Scientific classification
- Kingdom: Animalia
- Phylum: Porifera
- Class: Calcarea
- Order: Leucosolenida
- Family: Leucosoleniidae
- Genus: Leucosolenia
- Species: L. botryoides
- Binomial name: Leucosolenia botryoides (Ellis & Solander, 1786)

= Orange pipe sponge =

- Genus: Leucosolenia
- Species: botryoides
- Authority: (Ellis & Solander, 1786)
- Conservation status: G5

Species of sponge

The orange pipe sponge, sometimes referred to as the orange pipe calcerous sponge or Leucosolenia botryoides, is a soft, white sponge with a tubular branching structure. The name is derived from the Greek word, "botrys", which means "cluster of grapes", relating to the branched structure of the sponge. It was originally found and named Spongia botryoides and given the common name "grape sponge" by researchers John Ellis and Daniel Charles Solander in 1786 before it was discovered to be a part of the genus Leucosolenia and changed to the orange pipe sponge. In Ellis and Solander's discovery, they described the sponge as "tender and branched as in bunches" where the "bunches are hollow." It is considered an asconoid sponge because it has no definitive shape.

== Distribution ==
Leucosolenia botryoides is found within the North Atlantic Ocean, more commonly on the coasts of Britain and Ireland. It also can be found from the North of Norway to the Mediterranean Coast. It is generally found within the Northern Atlantic Ocean on shady rocky areas and caves in tidepools and shallow sub-intertidal waters. It has been found at latitudes as high as 60.85 degrees and as low as 32.41 degrees and at longitudes as high as 7.01 degrees and as low as -79.83 degrees. In some instances, L. botryoides is found living with various species of algae and hydroids such as fucus, corallina, and polysiphonia.

#### [Things to do]
#1 Using the orange pipe sponge text, decide whether each statement agrees with it. Answer yes or no for each, and quote the words from the text that settle it.
(a) The species name comes from a Greek word meaning "cluster of grapes."
(b) Ellis and Solander first named the sponge in 1886.
(c) The sponge is found only on the coasts of Britain and Ireland.
#2 Write the next part of the orange pipe sponge text, picking up after its final sentence.

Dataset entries
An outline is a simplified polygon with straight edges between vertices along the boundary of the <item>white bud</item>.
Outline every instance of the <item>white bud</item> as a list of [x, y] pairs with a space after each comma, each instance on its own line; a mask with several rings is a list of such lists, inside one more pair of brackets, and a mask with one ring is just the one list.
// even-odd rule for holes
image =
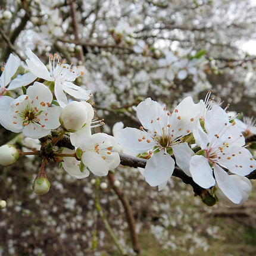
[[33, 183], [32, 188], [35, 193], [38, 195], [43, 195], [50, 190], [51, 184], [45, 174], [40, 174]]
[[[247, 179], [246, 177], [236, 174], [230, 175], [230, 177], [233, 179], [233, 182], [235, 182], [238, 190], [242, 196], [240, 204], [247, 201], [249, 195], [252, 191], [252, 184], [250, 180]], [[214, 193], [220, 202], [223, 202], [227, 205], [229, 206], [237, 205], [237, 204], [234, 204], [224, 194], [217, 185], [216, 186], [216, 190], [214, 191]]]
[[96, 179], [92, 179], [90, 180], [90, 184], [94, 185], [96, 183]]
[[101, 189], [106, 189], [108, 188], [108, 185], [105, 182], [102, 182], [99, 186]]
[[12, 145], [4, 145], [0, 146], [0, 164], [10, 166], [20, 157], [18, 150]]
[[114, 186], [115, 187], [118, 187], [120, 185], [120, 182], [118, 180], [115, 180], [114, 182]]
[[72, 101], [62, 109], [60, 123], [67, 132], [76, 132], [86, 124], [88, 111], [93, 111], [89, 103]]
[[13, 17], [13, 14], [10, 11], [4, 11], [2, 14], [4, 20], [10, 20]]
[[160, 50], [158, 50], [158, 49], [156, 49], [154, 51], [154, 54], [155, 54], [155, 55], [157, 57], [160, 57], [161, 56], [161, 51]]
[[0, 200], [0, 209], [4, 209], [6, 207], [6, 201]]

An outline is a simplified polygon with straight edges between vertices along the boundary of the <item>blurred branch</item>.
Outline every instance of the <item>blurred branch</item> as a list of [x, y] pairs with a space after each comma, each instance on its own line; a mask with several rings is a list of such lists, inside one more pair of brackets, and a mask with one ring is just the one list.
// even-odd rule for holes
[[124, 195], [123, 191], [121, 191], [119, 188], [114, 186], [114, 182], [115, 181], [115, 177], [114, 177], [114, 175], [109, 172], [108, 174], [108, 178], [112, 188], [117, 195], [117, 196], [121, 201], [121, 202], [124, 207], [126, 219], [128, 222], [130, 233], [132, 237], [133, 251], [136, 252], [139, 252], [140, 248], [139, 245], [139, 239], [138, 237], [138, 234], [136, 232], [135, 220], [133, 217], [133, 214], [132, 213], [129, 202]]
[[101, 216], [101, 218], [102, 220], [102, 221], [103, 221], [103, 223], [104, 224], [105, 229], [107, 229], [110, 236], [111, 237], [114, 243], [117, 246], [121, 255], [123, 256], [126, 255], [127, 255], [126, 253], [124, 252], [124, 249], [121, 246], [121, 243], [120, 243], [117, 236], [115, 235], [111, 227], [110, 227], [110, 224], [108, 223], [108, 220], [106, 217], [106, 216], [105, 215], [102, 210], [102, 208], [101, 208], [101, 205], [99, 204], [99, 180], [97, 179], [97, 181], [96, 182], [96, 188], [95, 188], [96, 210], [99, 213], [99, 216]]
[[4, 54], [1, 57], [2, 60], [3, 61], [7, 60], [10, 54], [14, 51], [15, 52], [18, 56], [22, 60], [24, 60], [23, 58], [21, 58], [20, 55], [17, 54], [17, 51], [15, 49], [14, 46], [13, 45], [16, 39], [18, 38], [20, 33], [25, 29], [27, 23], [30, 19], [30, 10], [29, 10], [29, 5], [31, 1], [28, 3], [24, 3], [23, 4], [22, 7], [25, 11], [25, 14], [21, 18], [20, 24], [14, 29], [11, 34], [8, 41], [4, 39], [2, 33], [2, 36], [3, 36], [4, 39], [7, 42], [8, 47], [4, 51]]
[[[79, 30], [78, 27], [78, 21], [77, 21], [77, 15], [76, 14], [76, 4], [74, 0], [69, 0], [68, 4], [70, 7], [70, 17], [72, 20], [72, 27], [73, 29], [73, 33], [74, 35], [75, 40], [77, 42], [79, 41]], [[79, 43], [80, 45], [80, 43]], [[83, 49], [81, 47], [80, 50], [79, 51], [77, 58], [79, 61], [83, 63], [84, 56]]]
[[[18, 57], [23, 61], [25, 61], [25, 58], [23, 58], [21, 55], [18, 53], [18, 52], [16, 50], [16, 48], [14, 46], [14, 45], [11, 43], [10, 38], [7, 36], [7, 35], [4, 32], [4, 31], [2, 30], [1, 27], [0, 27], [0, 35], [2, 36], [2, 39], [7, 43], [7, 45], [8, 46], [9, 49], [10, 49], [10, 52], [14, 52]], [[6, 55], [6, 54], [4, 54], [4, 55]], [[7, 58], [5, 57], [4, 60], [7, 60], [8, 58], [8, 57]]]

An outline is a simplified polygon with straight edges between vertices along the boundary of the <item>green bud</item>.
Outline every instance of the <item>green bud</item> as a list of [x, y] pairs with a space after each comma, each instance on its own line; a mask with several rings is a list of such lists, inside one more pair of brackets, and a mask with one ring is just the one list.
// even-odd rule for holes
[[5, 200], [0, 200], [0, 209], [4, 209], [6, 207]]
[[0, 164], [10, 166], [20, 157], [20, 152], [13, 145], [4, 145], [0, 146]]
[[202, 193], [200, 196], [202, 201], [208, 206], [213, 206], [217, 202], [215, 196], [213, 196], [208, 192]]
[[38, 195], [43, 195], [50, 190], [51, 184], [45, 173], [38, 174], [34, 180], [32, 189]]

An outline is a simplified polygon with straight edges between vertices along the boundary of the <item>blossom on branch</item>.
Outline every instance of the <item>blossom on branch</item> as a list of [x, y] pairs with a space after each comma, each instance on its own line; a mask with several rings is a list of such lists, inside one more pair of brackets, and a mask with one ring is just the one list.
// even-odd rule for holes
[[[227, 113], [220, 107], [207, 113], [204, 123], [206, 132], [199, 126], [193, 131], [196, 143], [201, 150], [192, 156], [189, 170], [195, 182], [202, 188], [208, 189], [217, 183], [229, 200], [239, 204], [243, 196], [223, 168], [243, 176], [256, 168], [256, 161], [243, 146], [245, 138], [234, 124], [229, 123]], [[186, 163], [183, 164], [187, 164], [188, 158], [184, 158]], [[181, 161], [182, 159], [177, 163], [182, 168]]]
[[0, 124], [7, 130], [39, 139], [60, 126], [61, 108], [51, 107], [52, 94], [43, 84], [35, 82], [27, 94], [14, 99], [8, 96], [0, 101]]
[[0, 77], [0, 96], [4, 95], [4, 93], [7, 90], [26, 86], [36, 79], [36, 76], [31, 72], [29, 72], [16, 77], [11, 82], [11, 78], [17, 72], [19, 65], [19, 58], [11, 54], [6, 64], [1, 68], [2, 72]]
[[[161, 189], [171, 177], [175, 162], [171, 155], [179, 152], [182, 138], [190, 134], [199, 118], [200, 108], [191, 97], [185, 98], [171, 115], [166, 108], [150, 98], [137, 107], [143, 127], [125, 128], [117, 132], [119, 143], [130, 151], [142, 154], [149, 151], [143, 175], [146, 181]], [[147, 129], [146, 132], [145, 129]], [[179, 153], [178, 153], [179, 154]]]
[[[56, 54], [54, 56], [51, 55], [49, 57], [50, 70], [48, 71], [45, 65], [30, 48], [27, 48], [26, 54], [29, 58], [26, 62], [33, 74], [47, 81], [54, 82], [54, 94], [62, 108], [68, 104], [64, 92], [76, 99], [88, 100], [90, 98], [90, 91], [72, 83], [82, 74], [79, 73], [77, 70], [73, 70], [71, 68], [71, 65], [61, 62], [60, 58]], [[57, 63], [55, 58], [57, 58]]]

#### [Activity answers]
#1
(a) Yes: "The name is derived from the Greek word, "botrys", which means "cluster of grapes""
(b) No: "by researchers John Ellis and Daniel Charles Solander in 1786"
(c) No: "It also can be found from the North of Norway to the Mediterranean Coast."

#2
It prefers very shallow water depths, anywhere between the range of 3 to 43 meters and flourishes best in ocean salinity levels ranging between 34 and 36 PSU (practical salinity units).

== Habitat and ecology ==
The orange pipe sponge is a benthic organism, meaning it typically dwells at the bottom of the body of water it is occupying. As stated above, it's been found to occupy depths ranging anywhere from 3 to 43 meters and prefers temperatures of 2 °C to 23 °C, which is why it is mostly found in shallow waters not far off the coast of colder countries, like Canada and Ireland. When it comes to water oxygen saturation, the Orange Pipe Sponge has been found to live in waters between 97.339% oxygen saturation and 105.854% oxygen saturation. In terms of salinity for the Orange Pipe Sponge, the minimum PSU, or practical salinity units, it has been found out has been 34.219 and the maximum has been 36.080. When it comes to feeding, the Orange Pipe Sponge is a suspension feeder that typically preys on phytoplankton suspended in the water column. The inner ciliated layer of this sponge is found to be monoflagellate, with a mouth at its base.

=== Locomotion and contraction ===
In a 2013 study, it was noted that the sponge appears to use spicules as a way to anchor down as well as propel itself. These sponges are also known to contract to initiate changes in internal flow, which is why debris clouds are observed coming from the osculum during contraction. It also has been noted that slower contractions could be used to deter potential predators and parasites from crawling on the sponge.

== Morphology ==
Leucosolenia botryoides is a soft, white calcareous sponge that has a base which grows proximal branching tube-like structures approximately 2 centimeters tall and 2 centimeters wide. The branched morphology is comparable to the Leucosolenia variabilis, but the L. variabilis is larger in proportion to length and are clustered less densely.
The tops of the tube structures of the sponge open to an osculum, where the waste products of the sponge get pumped through.
The body of the L. botryoides is composed of three and four pointed calcareous spicules as means of structure and protection from predators and the exterior of the sponge has micro-hairs.

=== Reproduction ===
Leucosolenia botryoides is a protogynous hermaphrodite, much like other sponges in the Calcarea class. They typically reproduce during summer and fall.